And then how do they present? So you’re an engineer. We’ll give them a challenge. We’ll give them adjacent array out of the Shopify store. I’m like, “All right, parse through this. Tell us how it stores. Then give me a dashboard. Imagine I’m the CEO of this fictitious watch company. Help me visualize the data, how to use that.” And so that’s worked really well for us. Really, really well for the most part.
Hire for Short Term Contracts
Andrew: And when you assign those, do you pay them for that? How long did those take? Is this like a two or three hour…sounds like it’s more than two or three hours. Is it kind of a short-term contract project? How do you think about that?
Jake: It’s a great question. So I do say like this isn’t a paid gig, you know, like, this is…there’s some hire, you know, all sorts of crazy things with contracts and stuff like that. So I’ll say, “Hey, you know, if you’re interested, this is the process at the outset. This is how we go through it. And if you advance here a couple gates on the interview side, we’ll do a challenge,” and we’ll kind of go through it. “And if you’re open to that…” The fascinating thing, I’m always looking for the soft clues.
So if they try and slap something together, I mean, you can tell right away. And I’ve always noticed from teaching, the students that go out and like talk to 25 to 50 customers, potential customers, for a marketing campaign, their stuff is just…the qualitative research, they know their customers. You can’t catch them, they know it. “Our customer would do this because…” “Well, we notice this behavior.”

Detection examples

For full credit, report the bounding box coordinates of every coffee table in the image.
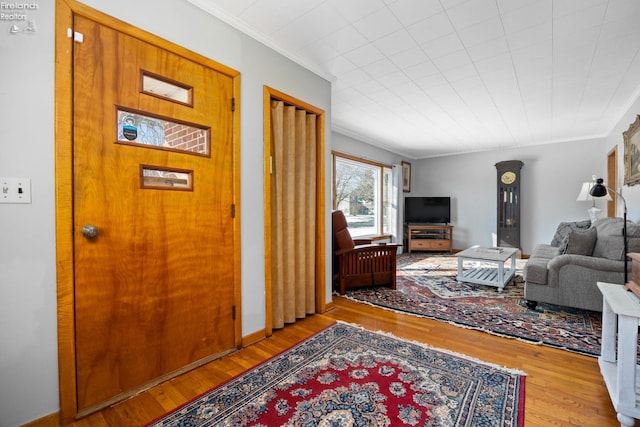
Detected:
[456,246,518,292]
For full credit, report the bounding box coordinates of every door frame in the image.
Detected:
[607,145,619,217]
[54,0,242,425]
[263,86,327,336]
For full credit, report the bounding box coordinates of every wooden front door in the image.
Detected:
[73,16,237,413]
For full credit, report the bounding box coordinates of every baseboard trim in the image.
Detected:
[22,412,60,427]
[242,329,267,347]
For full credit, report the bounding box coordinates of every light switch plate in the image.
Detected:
[0,177,31,203]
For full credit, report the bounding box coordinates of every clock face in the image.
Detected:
[500,171,516,184]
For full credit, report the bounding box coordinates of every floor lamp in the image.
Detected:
[589,178,629,285]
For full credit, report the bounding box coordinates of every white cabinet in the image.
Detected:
[598,282,640,427]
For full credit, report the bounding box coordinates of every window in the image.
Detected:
[333,152,392,237]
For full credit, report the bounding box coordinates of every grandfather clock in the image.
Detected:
[496,160,524,248]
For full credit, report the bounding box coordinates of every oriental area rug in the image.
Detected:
[345,253,602,356]
[150,322,525,427]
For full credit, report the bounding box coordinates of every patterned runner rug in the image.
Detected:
[150,322,525,427]
[345,253,602,356]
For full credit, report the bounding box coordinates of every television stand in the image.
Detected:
[405,224,453,254]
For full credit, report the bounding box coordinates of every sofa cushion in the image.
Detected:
[551,219,591,246]
[562,228,598,256]
[524,257,550,285]
[531,243,560,259]
[593,218,636,261]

- [STATED EXERCISE A]:
Do these statements agree with the interview? Answer yes or no for each, quoting the words of the interview that decide it. (i) The challenge asks for a dashboard built for a fictitious watch company. (ii) Jake tells candidates that the challenge is a paid gig. (iii) Students who talk to 25 to 50 potential customers know their customers.
- [STATED EXERCISE B]:
Which lines of the rows contain the word "door"? List each one in full.

- [COMPLETE RESPONSE A]:
(i) Yes: "Then give me a dashboard. Imagine I’m the CEO of this fictitious watch company."
(ii) No: "So I do say like this isn’t a paid gig"
(iii) Yes: "the qualitative research, they know their customers."

- [COMPLETE RESPONSE B]:
For full credit, report the bounding box coordinates of every door frame in the image.
For full credit, report the bounding box coordinates of every wooden front door in the image.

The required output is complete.